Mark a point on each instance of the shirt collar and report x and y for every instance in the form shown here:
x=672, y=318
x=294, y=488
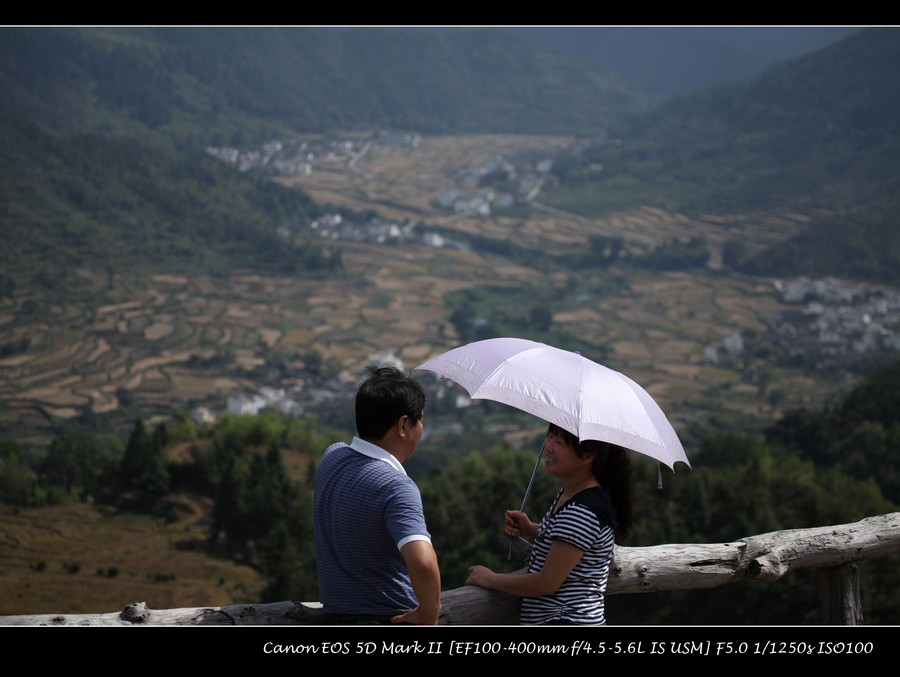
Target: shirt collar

##############################

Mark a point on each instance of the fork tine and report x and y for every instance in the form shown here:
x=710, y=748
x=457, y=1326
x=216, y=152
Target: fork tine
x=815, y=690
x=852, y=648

##############################

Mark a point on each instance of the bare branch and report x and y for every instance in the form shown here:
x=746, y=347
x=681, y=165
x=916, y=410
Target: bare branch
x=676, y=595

##############################

Ersetze in der Auflistung „shirt collar“ durch „coat collar“ und gib die Zeilen beginnend bei der Zeile mit „Mark a point on each instance of the shirt“ und endend mit der Zeile mit „Target: shirt collar“ sonst unverändert wieder. Lass die Bilder dabei weg.

◆ **Lösung der Übung**:
Mark a point on each instance of the coat collar and report x and y for every instance in the form shown here:
x=672, y=318
x=294, y=488
Target: coat collar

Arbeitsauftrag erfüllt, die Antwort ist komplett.